-- TEXTE FOURNI --
Une connaissance qui m’est chère m’avait depuis longtemps invité à visiter la terre de ses ancêtres, le Bénin.

Fuyant un Paris pestilentiel qui croulait, depuis des jours, sous des monceaux de sacs-poubelles éventrés, je me rendis de tout cœur à son invitation.

Arrivée à Cotonou par les airs ; la personne en question n’était pas à l’aéroport.

M’aurait-elle oublié ? Un événement fortuit se serait-il produit ?

Elle finit par apparaître comme si de rien n’était.

Je découvrirai à plusieurs reprises que le temps au Bénin n’est pas tenu par tous pour une quantité précise de réel, une tranche dite, découpée, délimitée, circonscrite dans le plus grand Temps ; je découvrirai qu’un retard n’en est pas vraiment un, que c’est une extension mobile, une parenthèse dans la durée, soumise aux circonstances, à l’imprévu, aux aléas – moyens de transport ou de communication déficients  –, voire sujette à l’humeur du jour ou à des palabres qu’on ne saurait abréger sans contrarier son interlocuteur du moment. 

On part pour un bref aller et retour, on revient dix heures plus tard. Une rencontre prévue pour un temps donné peut aisément doubler de durée, voire plus. Un rendez-vous ne saurait être une contrainte trop impérieuse, mais les intéressés, honorant leur engagement à géométrie variable, redoublent, une fois-là, de cordialité.

L’exactitude, le chiffrement du temps, passeraient-ils peu ou prou, aujourd’hui encore, aux yeux des tenants de l’authenticité africaine pour un de ces « trucs de Blancs » ? Ainsi, paraît-il, furent longtemps tenus les mathématiques, le principe de non-contradiction et d’autres abstractions de même nature… 

Mais Internet pénètre aujourd’hui jusqu’au fond des campagnes les plus reculées du Bénin, et les mentalités urbaines à l’occidentale font apparemment bon ménage avec les traditions et la résistance naturelle des habitus du passé. Ce mélange, ce mariage presque, de modernisme et d’africanité se vérifie partout, jusque sur les petits marchés qui se succèdent au bord des routes, avec leur ballet incessant de voitures et de minibus bondés de voyageurs, avec leurs vendeuses en boubou, bassines de victuailles en équilibre sur la tête, un nouveau-né emmailloté dans le dos. Et le portable en main.

-- EXERCICE A --
D'après le texte fourni, quel pays la connaissance évoquée au début invitait-elle depuis longtemps à visiter ?

-- ENTRÉES FOURNIES --
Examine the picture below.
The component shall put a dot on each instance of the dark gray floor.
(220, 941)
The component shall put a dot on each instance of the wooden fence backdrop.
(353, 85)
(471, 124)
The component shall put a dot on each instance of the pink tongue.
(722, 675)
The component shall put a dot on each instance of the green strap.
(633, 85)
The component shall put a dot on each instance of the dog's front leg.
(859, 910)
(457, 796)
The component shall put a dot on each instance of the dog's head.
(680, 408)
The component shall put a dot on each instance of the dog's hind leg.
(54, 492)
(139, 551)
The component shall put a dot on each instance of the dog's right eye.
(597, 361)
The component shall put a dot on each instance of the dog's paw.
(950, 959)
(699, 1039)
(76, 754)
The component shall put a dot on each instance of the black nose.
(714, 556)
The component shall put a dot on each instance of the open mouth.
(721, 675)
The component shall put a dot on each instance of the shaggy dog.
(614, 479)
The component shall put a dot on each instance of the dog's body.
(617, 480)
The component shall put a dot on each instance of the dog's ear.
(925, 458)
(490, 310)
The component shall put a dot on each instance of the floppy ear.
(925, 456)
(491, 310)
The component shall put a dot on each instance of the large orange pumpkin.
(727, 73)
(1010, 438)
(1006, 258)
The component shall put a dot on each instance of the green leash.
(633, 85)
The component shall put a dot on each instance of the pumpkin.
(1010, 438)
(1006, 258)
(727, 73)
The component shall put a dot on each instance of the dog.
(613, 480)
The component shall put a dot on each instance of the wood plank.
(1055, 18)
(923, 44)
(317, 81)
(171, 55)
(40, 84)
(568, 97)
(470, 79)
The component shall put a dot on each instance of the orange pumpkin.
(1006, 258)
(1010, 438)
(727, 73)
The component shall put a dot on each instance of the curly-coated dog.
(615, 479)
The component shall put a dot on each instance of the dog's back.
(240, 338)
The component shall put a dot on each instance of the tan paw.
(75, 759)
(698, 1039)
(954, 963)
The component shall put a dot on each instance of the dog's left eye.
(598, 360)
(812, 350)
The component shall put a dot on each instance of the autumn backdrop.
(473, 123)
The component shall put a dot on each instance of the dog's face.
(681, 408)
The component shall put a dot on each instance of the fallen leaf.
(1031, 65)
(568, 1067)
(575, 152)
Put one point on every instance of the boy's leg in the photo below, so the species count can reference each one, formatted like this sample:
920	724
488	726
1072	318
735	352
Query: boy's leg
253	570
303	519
* * *
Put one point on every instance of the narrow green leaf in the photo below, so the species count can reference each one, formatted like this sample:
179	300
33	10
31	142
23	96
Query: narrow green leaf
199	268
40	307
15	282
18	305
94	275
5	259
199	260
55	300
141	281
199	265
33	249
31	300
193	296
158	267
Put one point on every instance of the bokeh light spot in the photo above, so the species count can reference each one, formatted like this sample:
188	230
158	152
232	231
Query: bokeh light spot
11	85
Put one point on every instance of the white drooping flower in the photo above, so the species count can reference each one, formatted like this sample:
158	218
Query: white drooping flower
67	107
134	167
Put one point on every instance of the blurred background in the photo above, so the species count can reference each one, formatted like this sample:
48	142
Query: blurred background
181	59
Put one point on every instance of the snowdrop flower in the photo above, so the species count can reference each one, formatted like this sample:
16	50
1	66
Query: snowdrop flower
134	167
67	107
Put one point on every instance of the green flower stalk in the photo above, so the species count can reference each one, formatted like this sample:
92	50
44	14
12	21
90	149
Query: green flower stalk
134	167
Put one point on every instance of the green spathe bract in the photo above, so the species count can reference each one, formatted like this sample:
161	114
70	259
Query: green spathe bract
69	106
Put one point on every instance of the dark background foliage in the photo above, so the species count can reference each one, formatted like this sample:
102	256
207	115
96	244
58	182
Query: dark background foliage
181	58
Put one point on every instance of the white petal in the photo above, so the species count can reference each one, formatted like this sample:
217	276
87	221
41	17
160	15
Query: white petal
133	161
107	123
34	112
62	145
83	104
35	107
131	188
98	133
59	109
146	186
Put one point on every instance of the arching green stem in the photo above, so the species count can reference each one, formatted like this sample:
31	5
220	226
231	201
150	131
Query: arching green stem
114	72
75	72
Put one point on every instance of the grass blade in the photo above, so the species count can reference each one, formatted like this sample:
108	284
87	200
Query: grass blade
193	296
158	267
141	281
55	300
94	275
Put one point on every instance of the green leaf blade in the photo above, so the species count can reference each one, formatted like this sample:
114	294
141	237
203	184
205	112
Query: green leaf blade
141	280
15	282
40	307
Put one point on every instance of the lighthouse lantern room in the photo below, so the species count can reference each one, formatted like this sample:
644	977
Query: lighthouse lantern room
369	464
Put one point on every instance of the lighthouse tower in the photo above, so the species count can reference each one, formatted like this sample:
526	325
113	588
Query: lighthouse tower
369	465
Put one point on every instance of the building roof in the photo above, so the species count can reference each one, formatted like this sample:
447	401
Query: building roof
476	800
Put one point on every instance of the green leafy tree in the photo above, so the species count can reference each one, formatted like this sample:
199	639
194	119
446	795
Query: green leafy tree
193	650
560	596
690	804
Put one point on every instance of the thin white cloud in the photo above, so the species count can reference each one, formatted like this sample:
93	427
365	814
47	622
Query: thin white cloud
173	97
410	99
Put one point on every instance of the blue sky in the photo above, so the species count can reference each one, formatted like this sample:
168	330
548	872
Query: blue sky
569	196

-- EXERCICE B --
Affichez toutes les lignes des entrées qui contiennent la chaîne « narrow ».

-- RÉPONSE COMPLÈTE A --
Le Bénin, la terre de ses ancêtres.

-- RÉPONSE COMPLÈTE B --
Put one point on every instance of the narrow green leaf in the photo below, so the species count can reference each one, formatted like this sample:
Query: narrow green leaf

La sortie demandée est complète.